• _Aim_
What is needed here is an exact copy of every entry.

• _Data shown_
___
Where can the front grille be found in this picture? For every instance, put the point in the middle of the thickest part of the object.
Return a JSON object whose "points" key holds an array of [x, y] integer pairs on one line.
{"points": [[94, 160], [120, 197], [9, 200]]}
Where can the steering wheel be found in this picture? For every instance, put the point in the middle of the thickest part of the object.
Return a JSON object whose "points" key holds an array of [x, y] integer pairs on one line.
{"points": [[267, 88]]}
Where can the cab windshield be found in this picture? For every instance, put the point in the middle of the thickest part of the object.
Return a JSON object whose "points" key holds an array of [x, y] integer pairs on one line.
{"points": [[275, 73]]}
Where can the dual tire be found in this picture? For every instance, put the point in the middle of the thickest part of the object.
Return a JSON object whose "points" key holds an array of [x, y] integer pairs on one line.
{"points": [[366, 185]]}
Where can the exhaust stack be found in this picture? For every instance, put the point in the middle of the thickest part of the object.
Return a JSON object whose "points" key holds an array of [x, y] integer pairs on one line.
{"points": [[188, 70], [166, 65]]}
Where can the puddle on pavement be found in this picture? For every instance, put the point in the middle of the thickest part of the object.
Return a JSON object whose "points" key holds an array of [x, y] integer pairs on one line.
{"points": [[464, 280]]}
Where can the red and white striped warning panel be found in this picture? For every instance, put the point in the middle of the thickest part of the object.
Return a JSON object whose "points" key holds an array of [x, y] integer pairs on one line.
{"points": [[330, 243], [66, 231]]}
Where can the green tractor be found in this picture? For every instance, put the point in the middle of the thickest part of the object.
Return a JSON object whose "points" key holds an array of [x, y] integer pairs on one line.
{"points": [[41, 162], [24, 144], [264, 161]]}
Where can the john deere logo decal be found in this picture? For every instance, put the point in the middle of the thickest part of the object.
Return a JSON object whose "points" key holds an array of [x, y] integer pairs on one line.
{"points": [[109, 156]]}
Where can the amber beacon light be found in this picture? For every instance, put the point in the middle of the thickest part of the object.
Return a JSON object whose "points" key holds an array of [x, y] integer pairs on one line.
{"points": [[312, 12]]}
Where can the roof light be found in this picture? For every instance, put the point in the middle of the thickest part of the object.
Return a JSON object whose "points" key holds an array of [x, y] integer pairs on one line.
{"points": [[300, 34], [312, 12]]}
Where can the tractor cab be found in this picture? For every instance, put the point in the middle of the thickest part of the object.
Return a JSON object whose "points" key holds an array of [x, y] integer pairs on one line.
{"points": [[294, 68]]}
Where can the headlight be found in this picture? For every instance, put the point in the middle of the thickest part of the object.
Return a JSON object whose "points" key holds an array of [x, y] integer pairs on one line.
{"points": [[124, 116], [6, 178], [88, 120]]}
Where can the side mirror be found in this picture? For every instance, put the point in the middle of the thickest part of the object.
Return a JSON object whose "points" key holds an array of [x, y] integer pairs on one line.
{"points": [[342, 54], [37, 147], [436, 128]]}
___
• _Answer in full_
Where can the front grille be found in this picture? For every instance, put the point in the middle of the thickest part of the object.
Return a JSON object whose "points" key holds an array of [x, y] integer pairs on one line.
{"points": [[94, 160], [120, 197], [9, 200]]}
Where can the steering wheel be found in this picture? For every instance, put the point in the middle of the thickest part of the object.
Return a JSON object whose "points" key holds an array of [x, y] integer pairs on one line.
{"points": [[267, 88]]}
Where can the cab windshield be found in this picture? For every instance, put the point in the middle of the thickest part of the object.
Return a JSON object whose "points" key holds an array of [x, y] integer pairs on one line.
{"points": [[275, 73]]}
Where can the dual tire be found in this picture? For every instance, put the point in the middle of the thickest part of the object.
Return a JSON object whose "points" key holds an array of [x, y] integer pairs on one line.
{"points": [[366, 185]]}
Where can the exhaust stack be found in this picture? For every instance, put the point in the middle of the thickest part of the object.
Return a JSON object whose "points" key holds an array of [x, y] integer pairs on one line.
{"points": [[188, 70], [166, 65]]}
Where can the puddle on pavement be found in this picture? For every instance, put the point in the middle of the thickest part of the object.
Return a JSON object whose "points" key holds an array of [x, y] integer pairs on one line.
{"points": [[464, 280]]}
Where can the red and white striped warning panel be found in this picture? For every instance, put the point in the middle of the thickest part of the object.
Return a JSON object whose "points" key holds an array of [x, y] integer pairs on one line.
{"points": [[330, 243], [66, 231]]}
Where can the green tractor be found in this picture? For every instance, put the point in the middle of the thickest part of the object.
Return a JSON object whose "points" key holds an array of [x, y] integer pairs on one line.
{"points": [[41, 162], [24, 144], [264, 161]]}
Where can the john deere logo decal be found in this picture? For every instance, put the point in the middle of the thickest part of the object.
Return a JSON object whose "points" key holds an array of [x, y] integer pairs on one line.
{"points": [[109, 156]]}
Where can the amber beacon light be found in this picture? For every instance, put the point in the middle of the thickest part of the object.
Return a JSON object whose "points" key holds an array of [x, y] integer pairs on one line.
{"points": [[312, 12]]}
Where can the roof light be found in this picture? For every instance, put the point in the middle of the thickest part of the object.
Return a JSON object whose "points" key holds an array of [x, y] integer pairs on one line.
{"points": [[300, 34], [312, 12]]}
Where can the tractor cab be found in this picture? For every instance, put the point in the middle of the thickest part of the object.
Return a JSON object whose "points" key holds an array of [x, y] integer pairs on one line.
{"points": [[294, 68]]}
Where can the headlight be found in this picture? For every instance, put the point in the middle of the thickest part of the object.
Return a JSON object whose "points" key holds an array of [x, y] integer pairs on one line.
{"points": [[124, 116], [6, 178], [88, 120]]}
Where can the side mirror be found in this picture? For every instance, put the point in the middle of the thickest part of the object.
Return a JSON object whose "points" key holds an array of [x, y] integer pairs on one line.
{"points": [[342, 54], [37, 147], [436, 128]]}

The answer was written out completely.